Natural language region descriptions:
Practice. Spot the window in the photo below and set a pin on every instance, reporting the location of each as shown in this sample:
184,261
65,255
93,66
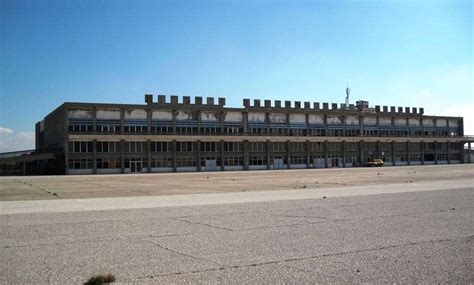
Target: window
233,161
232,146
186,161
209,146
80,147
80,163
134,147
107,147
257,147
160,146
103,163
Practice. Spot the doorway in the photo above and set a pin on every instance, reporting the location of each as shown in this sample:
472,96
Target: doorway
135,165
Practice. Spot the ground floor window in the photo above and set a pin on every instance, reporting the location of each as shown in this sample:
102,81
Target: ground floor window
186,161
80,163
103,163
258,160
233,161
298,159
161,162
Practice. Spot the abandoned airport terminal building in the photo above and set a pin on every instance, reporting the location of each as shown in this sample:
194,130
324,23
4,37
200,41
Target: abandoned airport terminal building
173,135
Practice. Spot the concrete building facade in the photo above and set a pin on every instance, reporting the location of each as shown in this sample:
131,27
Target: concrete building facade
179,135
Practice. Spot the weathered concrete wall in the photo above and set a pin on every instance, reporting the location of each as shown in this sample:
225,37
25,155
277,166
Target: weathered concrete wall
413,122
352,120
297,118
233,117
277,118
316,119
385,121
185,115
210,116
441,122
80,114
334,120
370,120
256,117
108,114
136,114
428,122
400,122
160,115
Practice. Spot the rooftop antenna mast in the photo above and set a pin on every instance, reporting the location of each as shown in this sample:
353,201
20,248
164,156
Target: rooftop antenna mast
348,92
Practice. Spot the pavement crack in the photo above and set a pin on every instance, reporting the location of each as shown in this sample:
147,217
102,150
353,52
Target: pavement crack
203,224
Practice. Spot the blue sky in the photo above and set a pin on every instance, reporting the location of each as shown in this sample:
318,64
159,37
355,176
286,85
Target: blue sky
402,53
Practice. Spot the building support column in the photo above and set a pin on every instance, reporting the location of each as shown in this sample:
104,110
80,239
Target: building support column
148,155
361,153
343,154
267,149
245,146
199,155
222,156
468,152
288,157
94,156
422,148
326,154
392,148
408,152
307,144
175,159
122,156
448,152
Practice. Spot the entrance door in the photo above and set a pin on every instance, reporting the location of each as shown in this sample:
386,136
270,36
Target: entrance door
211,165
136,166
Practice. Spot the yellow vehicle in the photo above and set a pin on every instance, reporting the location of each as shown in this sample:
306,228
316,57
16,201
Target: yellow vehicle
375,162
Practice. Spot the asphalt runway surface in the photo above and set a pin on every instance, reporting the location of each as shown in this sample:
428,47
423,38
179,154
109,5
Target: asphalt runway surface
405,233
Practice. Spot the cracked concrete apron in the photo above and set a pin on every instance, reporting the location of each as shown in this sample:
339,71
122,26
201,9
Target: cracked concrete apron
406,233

==

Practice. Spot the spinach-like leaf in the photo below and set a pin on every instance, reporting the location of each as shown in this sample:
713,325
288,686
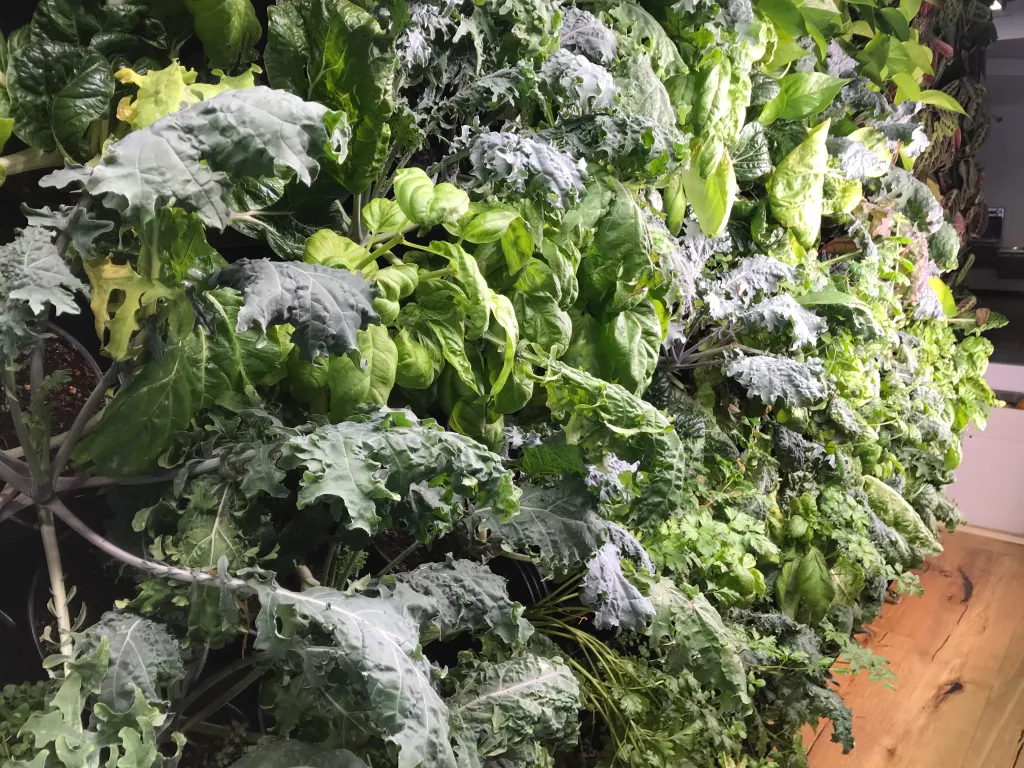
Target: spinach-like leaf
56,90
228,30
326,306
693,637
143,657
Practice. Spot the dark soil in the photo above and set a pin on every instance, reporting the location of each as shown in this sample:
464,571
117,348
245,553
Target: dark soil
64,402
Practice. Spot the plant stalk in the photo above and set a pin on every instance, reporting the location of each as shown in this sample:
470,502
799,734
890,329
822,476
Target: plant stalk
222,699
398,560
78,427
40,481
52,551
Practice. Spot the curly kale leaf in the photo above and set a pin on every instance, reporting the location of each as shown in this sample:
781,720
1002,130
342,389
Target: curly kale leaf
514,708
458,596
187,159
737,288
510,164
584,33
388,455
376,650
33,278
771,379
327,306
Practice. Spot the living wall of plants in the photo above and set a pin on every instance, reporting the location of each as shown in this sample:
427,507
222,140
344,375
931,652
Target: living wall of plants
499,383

Task directions:
Search the lines above for the string "below", then show every one that has it.

Your response:
Practice. Spot the window in the photo below and set a pin on every instance, reporting the location of each as shown in this sample:
Practice. Spot the spinach-like leaf in the photo below and set a pin on every instance, reporting the location of each as shown in this sample:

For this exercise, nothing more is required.